Source material |
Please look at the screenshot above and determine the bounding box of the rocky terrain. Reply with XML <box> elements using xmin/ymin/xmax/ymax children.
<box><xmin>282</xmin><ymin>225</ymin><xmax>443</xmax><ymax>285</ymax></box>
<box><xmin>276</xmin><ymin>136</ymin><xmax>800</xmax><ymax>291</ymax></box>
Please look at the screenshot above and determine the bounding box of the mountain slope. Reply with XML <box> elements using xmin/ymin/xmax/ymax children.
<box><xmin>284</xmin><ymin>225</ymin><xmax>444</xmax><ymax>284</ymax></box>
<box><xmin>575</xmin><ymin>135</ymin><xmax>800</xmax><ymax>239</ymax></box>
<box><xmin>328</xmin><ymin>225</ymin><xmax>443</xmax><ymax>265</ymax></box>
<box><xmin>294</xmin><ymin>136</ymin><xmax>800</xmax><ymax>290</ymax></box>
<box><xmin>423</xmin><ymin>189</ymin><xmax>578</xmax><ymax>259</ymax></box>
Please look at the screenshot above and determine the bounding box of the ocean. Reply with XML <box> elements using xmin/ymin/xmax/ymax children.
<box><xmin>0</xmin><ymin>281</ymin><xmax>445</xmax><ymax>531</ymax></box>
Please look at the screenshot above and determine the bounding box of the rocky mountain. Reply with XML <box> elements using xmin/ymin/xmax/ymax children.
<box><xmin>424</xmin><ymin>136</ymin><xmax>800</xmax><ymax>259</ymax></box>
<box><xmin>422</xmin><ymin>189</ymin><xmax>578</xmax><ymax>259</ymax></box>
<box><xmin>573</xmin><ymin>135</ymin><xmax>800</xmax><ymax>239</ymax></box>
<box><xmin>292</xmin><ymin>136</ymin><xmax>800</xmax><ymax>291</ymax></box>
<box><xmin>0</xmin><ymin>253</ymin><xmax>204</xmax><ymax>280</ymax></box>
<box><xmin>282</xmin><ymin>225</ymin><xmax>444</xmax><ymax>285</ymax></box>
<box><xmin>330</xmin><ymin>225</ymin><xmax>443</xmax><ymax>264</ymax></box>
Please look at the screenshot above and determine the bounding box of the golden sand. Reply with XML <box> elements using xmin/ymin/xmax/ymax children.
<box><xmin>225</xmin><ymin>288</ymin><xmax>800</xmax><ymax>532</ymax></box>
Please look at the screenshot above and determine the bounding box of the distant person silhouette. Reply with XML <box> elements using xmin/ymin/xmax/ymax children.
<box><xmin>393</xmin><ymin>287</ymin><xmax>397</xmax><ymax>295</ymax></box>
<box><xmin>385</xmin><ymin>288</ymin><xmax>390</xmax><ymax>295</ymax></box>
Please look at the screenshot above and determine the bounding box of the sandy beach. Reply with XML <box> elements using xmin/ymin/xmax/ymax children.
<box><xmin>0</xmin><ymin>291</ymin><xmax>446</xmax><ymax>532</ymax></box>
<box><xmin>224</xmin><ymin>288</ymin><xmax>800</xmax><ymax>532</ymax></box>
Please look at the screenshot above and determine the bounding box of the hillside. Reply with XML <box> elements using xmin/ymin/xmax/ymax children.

Work instructions |
The full listing above is to be given again exactly.

Task output |
Please look at the screenshot above and determine the bounding box of the rocky terrain. Reply with XML <box> elements using xmin/ymin/xmax/ymax children.
<box><xmin>282</xmin><ymin>225</ymin><xmax>443</xmax><ymax>285</ymax></box>
<box><xmin>276</xmin><ymin>136</ymin><xmax>800</xmax><ymax>291</ymax></box>
Please look at the screenshot above and determine the bounding box of the mountain slope. Reply with XML <box> elements using xmin/ymin/xmax/ymax children.
<box><xmin>284</xmin><ymin>225</ymin><xmax>444</xmax><ymax>284</ymax></box>
<box><xmin>575</xmin><ymin>135</ymin><xmax>800</xmax><ymax>239</ymax></box>
<box><xmin>328</xmin><ymin>225</ymin><xmax>443</xmax><ymax>265</ymax></box>
<box><xmin>294</xmin><ymin>136</ymin><xmax>800</xmax><ymax>290</ymax></box>
<box><xmin>423</xmin><ymin>189</ymin><xmax>578</xmax><ymax>259</ymax></box>
Please look at the screenshot above and determine the bounding box of the ocean. Reply with XML <box> elements using xmin/ymin/xmax/ymax children.
<box><xmin>0</xmin><ymin>281</ymin><xmax>445</xmax><ymax>531</ymax></box>
Please look at the screenshot above and determine the bounding box of the rocky mountain. Reply with XML <box> elements using xmin/ymin/xmax/ymax children.
<box><xmin>424</xmin><ymin>136</ymin><xmax>800</xmax><ymax>259</ymax></box>
<box><xmin>422</xmin><ymin>189</ymin><xmax>578</xmax><ymax>259</ymax></box>
<box><xmin>573</xmin><ymin>135</ymin><xmax>800</xmax><ymax>239</ymax></box>
<box><xmin>292</xmin><ymin>136</ymin><xmax>800</xmax><ymax>291</ymax></box>
<box><xmin>0</xmin><ymin>253</ymin><xmax>204</xmax><ymax>280</ymax></box>
<box><xmin>282</xmin><ymin>225</ymin><xmax>444</xmax><ymax>285</ymax></box>
<box><xmin>330</xmin><ymin>225</ymin><xmax>443</xmax><ymax>264</ymax></box>
Please look at the screenshot above and determine the bounding box of the golden sand. Reply with XML <box> elements using xmin/ymin/xmax/ymax children.
<box><xmin>225</xmin><ymin>288</ymin><xmax>800</xmax><ymax>532</ymax></box>
Please look at the screenshot above and determine the bounding box of the distant person silhouette. Reply with XML <box> elements using xmin/ymin/xmax/ymax children.
<box><xmin>393</xmin><ymin>287</ymin><xmax>397</xmax><ymax>295</ymax></box>
<box><xmin>385</xmin><ymin>288</ymin><xmax>390</xmax><ymax>295</ymax></box>
Please look at the screenshot above and determine the bounding box of the sandy beach. Reply with XML <box> elements using xmin/ymin/xmax/ymax children.
<box><xmin>0</xmin><ymin>291</ymin><xmax>446</xmax><ymax>532</ymax></box>
<box><xmin>224</xmin><ymin>288</ymin><xmax>800</xmax><ymax>532</ymax></box>
Please look at the screenshot above and determine the bounding box of the hillside. Reply with XML <box> elements using xmin/ymin/xmax/ymax children.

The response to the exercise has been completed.